-- Start of Data excerpts --

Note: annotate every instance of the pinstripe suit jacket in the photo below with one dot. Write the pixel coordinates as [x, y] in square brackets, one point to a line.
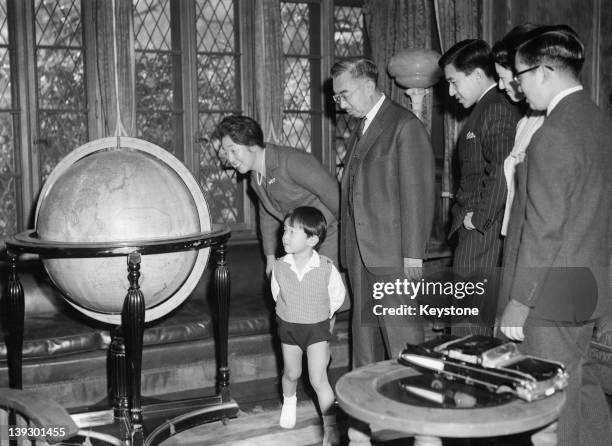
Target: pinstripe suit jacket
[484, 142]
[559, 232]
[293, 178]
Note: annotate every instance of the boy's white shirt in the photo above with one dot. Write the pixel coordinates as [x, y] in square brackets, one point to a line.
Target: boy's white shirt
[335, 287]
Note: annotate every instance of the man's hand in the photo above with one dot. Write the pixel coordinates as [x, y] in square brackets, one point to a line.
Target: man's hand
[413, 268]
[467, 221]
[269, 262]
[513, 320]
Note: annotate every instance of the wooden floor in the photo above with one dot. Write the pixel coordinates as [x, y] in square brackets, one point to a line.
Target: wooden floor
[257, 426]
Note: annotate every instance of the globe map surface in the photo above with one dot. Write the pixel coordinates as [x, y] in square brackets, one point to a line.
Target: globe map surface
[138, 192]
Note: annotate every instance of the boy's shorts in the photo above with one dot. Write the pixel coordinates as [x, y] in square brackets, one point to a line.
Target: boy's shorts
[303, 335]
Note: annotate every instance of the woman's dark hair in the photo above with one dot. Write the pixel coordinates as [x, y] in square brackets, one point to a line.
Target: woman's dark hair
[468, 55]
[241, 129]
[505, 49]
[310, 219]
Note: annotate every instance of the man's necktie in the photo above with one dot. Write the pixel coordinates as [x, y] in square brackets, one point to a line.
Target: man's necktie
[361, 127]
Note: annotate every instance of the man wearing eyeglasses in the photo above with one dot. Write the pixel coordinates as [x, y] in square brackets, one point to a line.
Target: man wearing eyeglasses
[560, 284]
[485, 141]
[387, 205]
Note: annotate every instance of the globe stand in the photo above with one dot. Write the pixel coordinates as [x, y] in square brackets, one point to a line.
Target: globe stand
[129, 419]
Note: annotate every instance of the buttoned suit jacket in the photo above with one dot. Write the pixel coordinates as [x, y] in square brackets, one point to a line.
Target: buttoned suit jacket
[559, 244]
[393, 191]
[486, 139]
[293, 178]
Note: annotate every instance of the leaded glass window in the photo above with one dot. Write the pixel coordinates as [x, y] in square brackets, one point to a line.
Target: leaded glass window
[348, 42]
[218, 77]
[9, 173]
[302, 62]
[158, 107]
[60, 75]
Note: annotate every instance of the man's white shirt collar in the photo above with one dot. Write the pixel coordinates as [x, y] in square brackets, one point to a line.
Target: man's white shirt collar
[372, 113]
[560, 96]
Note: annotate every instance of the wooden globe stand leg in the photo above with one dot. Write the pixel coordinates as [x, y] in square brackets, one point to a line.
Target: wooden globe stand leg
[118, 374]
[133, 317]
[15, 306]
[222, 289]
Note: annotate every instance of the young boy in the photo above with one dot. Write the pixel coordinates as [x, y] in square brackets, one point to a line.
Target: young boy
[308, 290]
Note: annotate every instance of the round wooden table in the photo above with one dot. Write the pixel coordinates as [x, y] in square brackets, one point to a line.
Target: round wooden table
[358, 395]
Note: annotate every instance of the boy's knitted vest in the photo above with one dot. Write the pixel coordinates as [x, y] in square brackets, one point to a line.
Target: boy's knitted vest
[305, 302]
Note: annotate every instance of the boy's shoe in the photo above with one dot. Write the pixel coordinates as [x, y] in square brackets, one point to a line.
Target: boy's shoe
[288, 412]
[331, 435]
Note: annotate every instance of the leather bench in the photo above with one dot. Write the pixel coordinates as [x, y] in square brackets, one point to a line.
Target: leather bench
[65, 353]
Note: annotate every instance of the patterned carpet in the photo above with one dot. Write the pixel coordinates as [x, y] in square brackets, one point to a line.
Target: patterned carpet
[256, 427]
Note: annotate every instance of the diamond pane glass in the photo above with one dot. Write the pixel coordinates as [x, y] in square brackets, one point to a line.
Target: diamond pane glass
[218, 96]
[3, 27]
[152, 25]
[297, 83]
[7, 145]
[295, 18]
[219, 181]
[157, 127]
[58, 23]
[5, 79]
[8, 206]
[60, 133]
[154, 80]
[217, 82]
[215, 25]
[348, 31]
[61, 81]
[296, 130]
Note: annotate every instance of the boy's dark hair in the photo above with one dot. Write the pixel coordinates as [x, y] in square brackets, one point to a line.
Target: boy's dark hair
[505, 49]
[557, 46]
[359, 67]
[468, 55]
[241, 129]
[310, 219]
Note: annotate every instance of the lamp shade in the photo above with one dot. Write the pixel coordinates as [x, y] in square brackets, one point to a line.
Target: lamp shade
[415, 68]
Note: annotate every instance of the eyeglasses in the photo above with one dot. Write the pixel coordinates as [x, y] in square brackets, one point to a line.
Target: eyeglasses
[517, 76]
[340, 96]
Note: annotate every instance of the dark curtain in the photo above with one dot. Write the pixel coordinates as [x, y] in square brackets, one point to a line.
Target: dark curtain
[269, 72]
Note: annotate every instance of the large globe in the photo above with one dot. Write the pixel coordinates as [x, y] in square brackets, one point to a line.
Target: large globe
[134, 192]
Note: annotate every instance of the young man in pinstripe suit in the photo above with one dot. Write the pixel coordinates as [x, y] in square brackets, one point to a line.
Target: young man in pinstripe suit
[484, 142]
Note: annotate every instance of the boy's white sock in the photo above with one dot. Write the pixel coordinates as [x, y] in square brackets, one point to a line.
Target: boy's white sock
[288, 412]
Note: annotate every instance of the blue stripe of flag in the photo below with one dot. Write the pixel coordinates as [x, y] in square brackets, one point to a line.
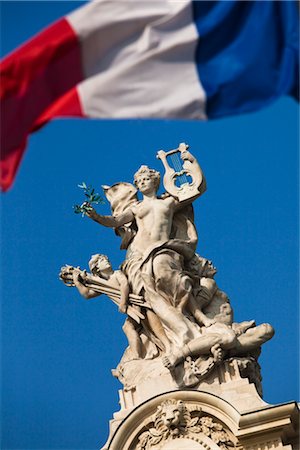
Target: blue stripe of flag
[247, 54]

-- End of Data excerpts --
-- Start of Data excerpts --

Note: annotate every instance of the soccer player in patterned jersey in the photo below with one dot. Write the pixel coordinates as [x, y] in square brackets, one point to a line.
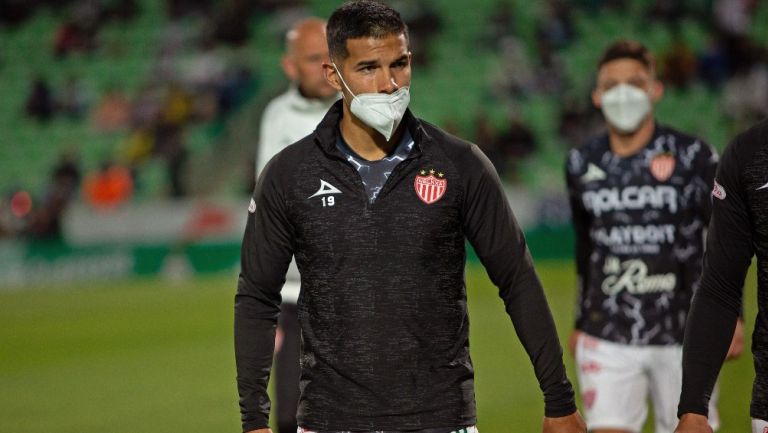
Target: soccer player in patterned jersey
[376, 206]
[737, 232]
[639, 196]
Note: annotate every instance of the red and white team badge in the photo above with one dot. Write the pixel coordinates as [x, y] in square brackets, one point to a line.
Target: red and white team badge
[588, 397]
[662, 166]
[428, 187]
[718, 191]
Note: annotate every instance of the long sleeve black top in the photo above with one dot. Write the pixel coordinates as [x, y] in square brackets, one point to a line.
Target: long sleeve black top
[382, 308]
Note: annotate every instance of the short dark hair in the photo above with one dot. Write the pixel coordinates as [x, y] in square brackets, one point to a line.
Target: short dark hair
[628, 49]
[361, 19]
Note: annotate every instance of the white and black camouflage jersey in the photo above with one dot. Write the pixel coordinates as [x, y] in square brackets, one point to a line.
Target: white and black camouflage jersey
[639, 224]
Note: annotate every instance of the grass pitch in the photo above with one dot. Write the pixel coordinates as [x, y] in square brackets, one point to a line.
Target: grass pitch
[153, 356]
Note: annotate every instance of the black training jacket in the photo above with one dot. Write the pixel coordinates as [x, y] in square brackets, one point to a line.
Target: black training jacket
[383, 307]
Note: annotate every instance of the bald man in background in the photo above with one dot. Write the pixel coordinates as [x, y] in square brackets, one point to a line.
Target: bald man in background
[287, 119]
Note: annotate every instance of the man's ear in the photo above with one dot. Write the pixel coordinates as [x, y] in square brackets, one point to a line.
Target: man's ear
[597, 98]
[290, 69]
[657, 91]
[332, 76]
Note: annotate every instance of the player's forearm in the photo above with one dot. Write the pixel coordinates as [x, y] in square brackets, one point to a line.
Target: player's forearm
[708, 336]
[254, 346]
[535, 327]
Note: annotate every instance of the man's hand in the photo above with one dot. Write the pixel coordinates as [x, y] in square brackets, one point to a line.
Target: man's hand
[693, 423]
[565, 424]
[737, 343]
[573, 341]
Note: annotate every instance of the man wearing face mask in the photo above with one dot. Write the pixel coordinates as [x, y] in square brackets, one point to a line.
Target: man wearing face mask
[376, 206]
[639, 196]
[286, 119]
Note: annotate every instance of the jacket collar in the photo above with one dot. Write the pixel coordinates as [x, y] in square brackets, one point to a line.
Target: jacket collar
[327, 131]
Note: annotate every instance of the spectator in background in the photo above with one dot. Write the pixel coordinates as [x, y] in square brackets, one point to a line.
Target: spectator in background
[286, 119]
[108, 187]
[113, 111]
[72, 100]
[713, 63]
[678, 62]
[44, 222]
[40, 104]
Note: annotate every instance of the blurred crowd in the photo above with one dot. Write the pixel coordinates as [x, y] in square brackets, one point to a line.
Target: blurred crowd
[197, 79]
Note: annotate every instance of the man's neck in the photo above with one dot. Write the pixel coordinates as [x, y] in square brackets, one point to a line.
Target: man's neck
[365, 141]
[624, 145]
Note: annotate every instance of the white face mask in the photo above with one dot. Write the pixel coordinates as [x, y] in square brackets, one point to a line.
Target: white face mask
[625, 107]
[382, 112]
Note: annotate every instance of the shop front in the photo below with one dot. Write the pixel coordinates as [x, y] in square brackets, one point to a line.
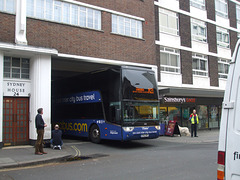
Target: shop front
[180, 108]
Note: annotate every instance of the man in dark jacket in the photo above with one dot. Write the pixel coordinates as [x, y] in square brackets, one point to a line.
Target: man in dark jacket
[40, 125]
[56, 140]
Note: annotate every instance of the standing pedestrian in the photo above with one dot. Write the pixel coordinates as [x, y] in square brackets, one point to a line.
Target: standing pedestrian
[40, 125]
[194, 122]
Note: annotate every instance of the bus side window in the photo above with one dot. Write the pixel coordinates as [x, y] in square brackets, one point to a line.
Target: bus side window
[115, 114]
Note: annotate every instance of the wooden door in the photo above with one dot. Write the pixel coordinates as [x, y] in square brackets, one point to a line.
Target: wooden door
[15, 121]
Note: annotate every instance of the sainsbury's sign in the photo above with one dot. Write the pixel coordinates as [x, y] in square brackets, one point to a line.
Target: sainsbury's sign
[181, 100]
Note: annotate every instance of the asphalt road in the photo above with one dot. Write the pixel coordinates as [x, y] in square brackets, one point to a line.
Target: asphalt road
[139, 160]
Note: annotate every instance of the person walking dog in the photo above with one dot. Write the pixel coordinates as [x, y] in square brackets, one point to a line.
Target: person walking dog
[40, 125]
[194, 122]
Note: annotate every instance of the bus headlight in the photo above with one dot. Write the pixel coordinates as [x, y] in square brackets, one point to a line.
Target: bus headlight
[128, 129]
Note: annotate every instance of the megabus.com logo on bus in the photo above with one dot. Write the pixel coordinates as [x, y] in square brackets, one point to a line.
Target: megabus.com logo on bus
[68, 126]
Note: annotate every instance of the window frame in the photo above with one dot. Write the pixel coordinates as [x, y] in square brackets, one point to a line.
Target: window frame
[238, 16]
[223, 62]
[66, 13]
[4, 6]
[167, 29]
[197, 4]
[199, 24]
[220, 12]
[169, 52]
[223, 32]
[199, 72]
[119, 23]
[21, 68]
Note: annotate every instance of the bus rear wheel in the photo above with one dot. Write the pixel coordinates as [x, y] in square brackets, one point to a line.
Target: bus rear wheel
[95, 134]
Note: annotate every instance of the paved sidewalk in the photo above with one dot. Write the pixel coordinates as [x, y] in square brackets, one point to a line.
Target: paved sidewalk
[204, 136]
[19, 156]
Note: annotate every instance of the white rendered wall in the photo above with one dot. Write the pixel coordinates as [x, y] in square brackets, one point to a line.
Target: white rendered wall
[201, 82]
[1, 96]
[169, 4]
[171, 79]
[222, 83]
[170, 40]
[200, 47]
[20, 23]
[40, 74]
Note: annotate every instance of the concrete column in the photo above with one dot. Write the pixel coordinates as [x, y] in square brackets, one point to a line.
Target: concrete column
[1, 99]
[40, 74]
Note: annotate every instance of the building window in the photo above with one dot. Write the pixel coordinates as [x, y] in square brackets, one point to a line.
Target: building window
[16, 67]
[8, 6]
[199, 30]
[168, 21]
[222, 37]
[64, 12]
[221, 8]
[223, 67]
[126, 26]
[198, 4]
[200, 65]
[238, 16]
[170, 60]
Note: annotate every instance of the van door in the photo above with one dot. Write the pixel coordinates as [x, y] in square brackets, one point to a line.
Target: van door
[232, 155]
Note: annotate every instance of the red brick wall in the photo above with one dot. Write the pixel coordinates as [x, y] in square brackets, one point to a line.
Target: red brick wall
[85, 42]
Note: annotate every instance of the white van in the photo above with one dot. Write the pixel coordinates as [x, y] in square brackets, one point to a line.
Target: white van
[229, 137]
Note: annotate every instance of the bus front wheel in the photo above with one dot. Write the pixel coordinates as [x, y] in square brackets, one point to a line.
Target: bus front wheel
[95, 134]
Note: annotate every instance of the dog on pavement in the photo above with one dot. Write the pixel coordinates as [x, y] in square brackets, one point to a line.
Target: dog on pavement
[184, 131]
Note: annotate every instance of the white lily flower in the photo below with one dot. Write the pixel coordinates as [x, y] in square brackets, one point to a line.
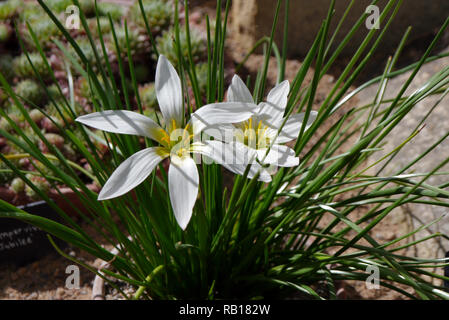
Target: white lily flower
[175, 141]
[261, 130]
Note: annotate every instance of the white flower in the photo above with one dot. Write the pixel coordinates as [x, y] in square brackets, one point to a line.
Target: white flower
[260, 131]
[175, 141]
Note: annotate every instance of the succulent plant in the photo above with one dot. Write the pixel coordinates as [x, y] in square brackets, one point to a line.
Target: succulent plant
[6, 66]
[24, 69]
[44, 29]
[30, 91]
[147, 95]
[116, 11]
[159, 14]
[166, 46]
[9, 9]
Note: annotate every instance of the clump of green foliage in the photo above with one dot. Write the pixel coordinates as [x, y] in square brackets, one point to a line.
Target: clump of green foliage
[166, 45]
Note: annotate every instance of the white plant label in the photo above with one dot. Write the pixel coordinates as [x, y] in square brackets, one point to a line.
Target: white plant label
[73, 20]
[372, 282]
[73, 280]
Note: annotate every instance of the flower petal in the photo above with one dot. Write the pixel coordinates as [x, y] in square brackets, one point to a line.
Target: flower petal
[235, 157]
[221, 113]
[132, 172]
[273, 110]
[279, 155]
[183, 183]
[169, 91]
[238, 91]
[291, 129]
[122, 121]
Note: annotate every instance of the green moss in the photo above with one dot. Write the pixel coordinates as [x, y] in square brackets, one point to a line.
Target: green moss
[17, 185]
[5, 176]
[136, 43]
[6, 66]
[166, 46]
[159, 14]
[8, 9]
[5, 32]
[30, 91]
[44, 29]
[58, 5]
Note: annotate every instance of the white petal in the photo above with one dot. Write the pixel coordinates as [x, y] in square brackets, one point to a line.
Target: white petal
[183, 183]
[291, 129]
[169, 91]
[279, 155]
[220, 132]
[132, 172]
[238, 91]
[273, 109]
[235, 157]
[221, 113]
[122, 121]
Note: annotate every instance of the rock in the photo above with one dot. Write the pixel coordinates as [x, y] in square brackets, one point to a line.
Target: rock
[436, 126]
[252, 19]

-- End of Data excerpts --

Exercise details: List every line of the records that contains the string "foliage".

Expected output:
Note: annotate every instance of the clump of green foliage in the photo above with one dot. Write the pixel coordinates as [x, y] in square brackets, one point to a line.
Target: clump of green foliage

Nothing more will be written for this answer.